# [MATERIAL FOR THIS TASK]

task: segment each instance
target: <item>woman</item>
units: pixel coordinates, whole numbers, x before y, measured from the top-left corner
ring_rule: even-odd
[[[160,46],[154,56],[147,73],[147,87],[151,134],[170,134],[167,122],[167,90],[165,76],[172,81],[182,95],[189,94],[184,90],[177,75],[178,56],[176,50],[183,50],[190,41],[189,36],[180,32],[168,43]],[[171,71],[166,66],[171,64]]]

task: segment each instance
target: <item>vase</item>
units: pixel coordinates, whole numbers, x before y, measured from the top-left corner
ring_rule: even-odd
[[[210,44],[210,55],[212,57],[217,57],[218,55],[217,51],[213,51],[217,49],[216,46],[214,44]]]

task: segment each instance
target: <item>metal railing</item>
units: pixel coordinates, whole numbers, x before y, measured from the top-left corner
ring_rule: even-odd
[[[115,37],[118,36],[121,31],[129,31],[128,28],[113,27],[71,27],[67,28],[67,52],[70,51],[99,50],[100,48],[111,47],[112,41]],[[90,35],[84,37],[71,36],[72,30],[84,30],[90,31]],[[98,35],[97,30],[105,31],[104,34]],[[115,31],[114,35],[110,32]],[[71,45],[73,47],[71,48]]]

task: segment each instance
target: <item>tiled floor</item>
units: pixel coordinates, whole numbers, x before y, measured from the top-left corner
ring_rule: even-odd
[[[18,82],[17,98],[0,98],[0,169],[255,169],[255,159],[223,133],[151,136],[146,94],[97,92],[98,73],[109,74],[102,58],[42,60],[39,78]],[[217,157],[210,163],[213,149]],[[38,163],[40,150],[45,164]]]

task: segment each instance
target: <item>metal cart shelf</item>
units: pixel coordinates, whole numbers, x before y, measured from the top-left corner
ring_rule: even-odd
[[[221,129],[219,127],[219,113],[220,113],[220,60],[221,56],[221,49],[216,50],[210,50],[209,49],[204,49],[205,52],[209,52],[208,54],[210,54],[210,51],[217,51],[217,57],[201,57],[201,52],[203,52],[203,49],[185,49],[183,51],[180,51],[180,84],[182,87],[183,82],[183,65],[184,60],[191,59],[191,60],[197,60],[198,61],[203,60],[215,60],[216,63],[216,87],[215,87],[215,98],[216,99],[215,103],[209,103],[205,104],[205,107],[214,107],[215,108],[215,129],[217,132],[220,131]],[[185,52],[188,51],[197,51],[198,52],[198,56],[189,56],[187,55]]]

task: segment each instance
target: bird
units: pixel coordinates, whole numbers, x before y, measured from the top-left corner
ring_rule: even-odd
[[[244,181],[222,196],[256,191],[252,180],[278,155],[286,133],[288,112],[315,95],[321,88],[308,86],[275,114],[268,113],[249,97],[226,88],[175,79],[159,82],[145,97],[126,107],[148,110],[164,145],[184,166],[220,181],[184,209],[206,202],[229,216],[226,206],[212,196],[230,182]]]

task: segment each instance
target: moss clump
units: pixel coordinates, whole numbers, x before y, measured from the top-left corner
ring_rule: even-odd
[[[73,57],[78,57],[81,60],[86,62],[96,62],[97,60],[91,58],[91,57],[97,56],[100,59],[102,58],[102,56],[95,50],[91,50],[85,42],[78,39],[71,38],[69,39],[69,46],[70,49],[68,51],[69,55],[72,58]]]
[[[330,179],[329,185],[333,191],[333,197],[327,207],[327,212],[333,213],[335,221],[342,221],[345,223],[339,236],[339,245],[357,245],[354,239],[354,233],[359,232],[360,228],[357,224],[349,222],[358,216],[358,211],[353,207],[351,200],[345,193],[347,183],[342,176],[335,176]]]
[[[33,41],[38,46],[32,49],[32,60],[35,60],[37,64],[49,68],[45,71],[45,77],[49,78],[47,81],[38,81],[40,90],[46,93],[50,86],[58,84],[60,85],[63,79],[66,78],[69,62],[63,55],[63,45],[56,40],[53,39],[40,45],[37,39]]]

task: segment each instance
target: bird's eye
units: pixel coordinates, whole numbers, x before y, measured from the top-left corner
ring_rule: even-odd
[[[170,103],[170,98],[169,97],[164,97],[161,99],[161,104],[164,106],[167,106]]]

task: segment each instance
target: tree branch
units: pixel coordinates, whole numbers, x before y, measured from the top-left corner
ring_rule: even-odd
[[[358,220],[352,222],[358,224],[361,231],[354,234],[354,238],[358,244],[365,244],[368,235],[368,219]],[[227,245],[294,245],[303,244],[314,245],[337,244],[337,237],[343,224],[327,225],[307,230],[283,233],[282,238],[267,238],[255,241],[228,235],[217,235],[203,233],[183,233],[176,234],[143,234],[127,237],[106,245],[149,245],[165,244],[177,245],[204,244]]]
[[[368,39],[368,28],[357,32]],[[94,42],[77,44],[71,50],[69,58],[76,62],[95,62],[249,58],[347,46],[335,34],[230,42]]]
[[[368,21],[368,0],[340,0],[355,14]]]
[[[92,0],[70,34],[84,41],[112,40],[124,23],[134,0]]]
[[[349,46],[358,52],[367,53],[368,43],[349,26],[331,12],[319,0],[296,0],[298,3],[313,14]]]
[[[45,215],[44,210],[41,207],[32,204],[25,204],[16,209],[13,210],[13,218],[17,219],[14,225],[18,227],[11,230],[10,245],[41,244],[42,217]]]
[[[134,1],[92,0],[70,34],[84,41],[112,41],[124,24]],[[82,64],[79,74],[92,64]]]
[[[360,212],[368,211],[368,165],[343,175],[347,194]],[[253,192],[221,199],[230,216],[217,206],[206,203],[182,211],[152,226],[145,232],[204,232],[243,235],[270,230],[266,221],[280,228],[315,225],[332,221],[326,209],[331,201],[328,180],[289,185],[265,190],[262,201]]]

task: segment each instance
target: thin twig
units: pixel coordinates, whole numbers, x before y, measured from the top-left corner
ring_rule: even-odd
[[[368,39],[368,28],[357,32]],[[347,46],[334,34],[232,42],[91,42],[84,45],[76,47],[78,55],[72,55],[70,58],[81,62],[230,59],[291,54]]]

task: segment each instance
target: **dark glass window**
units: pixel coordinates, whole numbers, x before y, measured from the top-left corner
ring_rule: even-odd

# [TASK]
Each record must be repeated exactly as it is.

# [REPLY TO THE TASK]
task: segment each instance
target: <item>woman</item>
units: pixel coordinates, whole numbers, x before y, measured from the top-left corner
ring_rule: even-odd
[[[160,46],[154,56],[147,73],[147,87],[151,134],[170,134],[167,122],[167,90],[165,76],[172,81],[182,95],[189,94],[184,90],[177,75],[178,56],[176,50],[183,50],[190,41],[189,36],[180,32],[168,43]],[[171,71],[166,66],[171,64]]]

task: segment each instance
target: <item>vase</item>
units: pixel coordinates, whole numbers, x before y, measured from the top-left corner
ring_rule: even-odd
[[[210,44],[210,55],[212,57],[217,57],[218,55],[217,51],[213,51],[217,49],[216,46],[214,44]]]

task: segment each instance
target: <item>metal railing</item>
units: pixel coordinates, whole numbers, x before y, measured from the top-left corner
ring_rule: even-odd
[[[115,37],[118,36],[121,31],[129,31],[128,28],[113,27],[71,27],[67,28],[67,52],[70,51],[99,50],[100,48],[111,47],[112,41]],[[90,35],[84,37],[71,36],[72,30],[84,30],[90,31]],[[98,35],[97,30],[105,31],[104,34]],[[115,31],[114,35],[110,32]],[[71,45],[73,47],[71,48]]]

task: segment each instance
target: <item>tiled floor</item>
units: pixel coordinates, whole numbers, x before y, measured from the top-left corner
ring_rule: even-odd
[[[18,82],[17,98],[0,98],[0,169],[255,169],[255,159],[223,133],[151,136],[146,94],[97,92],[98,73],[109,74],[102,58],[42,60],[39,78]],[[217,157],[210,163],[213,149]],[[38,163],[40,150],[45,164]]]

task: segment each instance
target: <item>metal cart shelf</item>
units: pixel coordinates, whole numbers, x before y, measured from the top-left corner
ring_rule: even-odd
[[[221,129],[219,127],[219,113],[220,113],[220,60],[221,56],[221,49],[216,50],[210,50],[209,49],[204,49],[205,52],[209,52],[208,54],[210,54],[210,51],[217,51],[217,57],[201,57],[201,52],[203,52],[203,49],[185,49],[183,51],[180,51],[180,84],[182,87],[183,82],[183,65],[184,60],[191,59],[191,60],[197,60],[198,61],[203,60],[215,60],[216,63],[216,87],[215,87],[215,98],[216,99],[215,103],[209,103],[205,104],[205,107],[214,107],[215,108],[215,129],[217,132],[220,131]],[[185,52],[188,51],[197,51],[198,52],[198,56],[189,56],[187,55]]]

task: segment each instance
target: bird
units: pixel coordinates, whole numbers, x before y, measured from the top-left corner
ring_rule: even-odd
[[[244,181],[222,196],[256,191],[252,180],[278,155],[286,133],[288,112],[315,95],[321,88],[308,86],[275,114],[268,113],[249,97],[226,88],[175,79],[159,82],[145,97],[126,107],[148,110],[164,145],[184,166],[220,181],[184,209],[206,202],[229,216],[226,206],[212,196],[230,182]]]

task: segment each instance
target: moss clump
units: pixel coordinates, whole numbers, x before y, measured from the top-left corner
ring_rule: even-odd
[[[73,57],[78,57],[81,60],[86,62],[96,62],[97,60],[91,58],[91,57],[97,56],[100,59],[102,58],[102,56],[95,50],[91,50],[85,42],[78,39],[71,38],[69,39],[69,46],[70,49],[68,51],[69,55],[72,58]]]
[[[330,179],[329,185],[333,191],[333,197],[327,207],[327,212],[333,213],[335,221],[342,221],[345,223],[339,236],[339,245],[357,245],[354,239],[354,233],[359,232],[360,228],[357,224],[349,222],[358,216],[358,211],[353,207],[351,200],[345,193],[347,183],[342,176],[335,176]]]
[[[33,41],[38,46],[32,49],[32,60],[35,60],[37,64],[49,68],[45,71],[45,77],[49,78],[47,81],[38,81],[40,90],[46,93],[50,86],[58,84],[60,85],[63,79],[66,78],[69,62],[63,55],[63,45],[56,40],[53,39],[40,45],[37,39]]]

task: segment each instance
target: bird's eye
units: pixel coordinates, whole numbers, x before y, measured from the top-left corner
ring_rule: even-odd
[[[170,103],[170,98],[169,97],[164,97],[161,99],[161,104],[164,106],[167,106]]]

task: segment each instance
target: tree branch
units: pixel coordinates, whole numbers, x before y, measured from the top-left corner
ring_rule: even-odd
[[[358,220],[352,222],[358,224],[361,231],[354,234],[354,238],[358,244],[365,244],[368,235],[368,219]],[[227,245],[294,245],[303,244],[314,245],[337,244],[337,237],[343,224],[327,225],[307,230],[283,233],[282,238],[267,238],[255,241],[228,235],[217,235],[203,233],[183,233],[176,234],[143,234],[127,237],[106,245],[149,245],[165,244],[177,245],[204,244]]]
[[[368,39],[368,28],[357,32]],[[94,42],[77,44],[71,50],[69,58],[76,62],[95,62],[249,58],[347,46],[335,34],[230,42]]]
[[[368,21],[368,0],[340,0],[355,14]]]
[[[92,0],[70,34],[84,41],[112,40],[124,23],[134,0]]]
[[[349,46],[358,52],[367,53],[368,43],[349,26],[331,12],[319,0],[296,0],[298,3],[313,14]]]
[[[45,215],[44,210],[41,207],[32,204],[25,204],[16,209],[13,210],[13,218],[17,219],[14,225],[18,227],[11,230],[10,245],[41,244],[42,217]]]
[[[134,1],[92,0],[70,34],[84,41],[112,41],[124,24]],[[82,64],[79,74],[92,64]]]
[[[360,212],[368,211],[368,165],[343,175],[347,194]],[[253,192],[221,199],[230,216],[217,206],[206,203],[182,211],[152,226],[145,232],[204,232],[243,235],[270,230],[266,221],[280,228],[315,225],[332,221],[326,209],[331,201],[328,180],[289,185],[265,190],[262,201]]]

task: segment each instance
target: thin twig
units: pixel coordinates, whole numbers, x before y, measured from the top-left corner
ring_rule: even-odd
[[[368,39],[368,28],[357,32]],[[347,46],[334,34],[232,42],[91,42],[84,45],[76,47],[78,55],[72,55],[70,58],[81,62],[230,59],[291,54]]]

task: segment each instance
target: **dark glass window**
units: pixel coordinates, whole numbers, x before y, measured from the top-left corner
ring_rule: even-odd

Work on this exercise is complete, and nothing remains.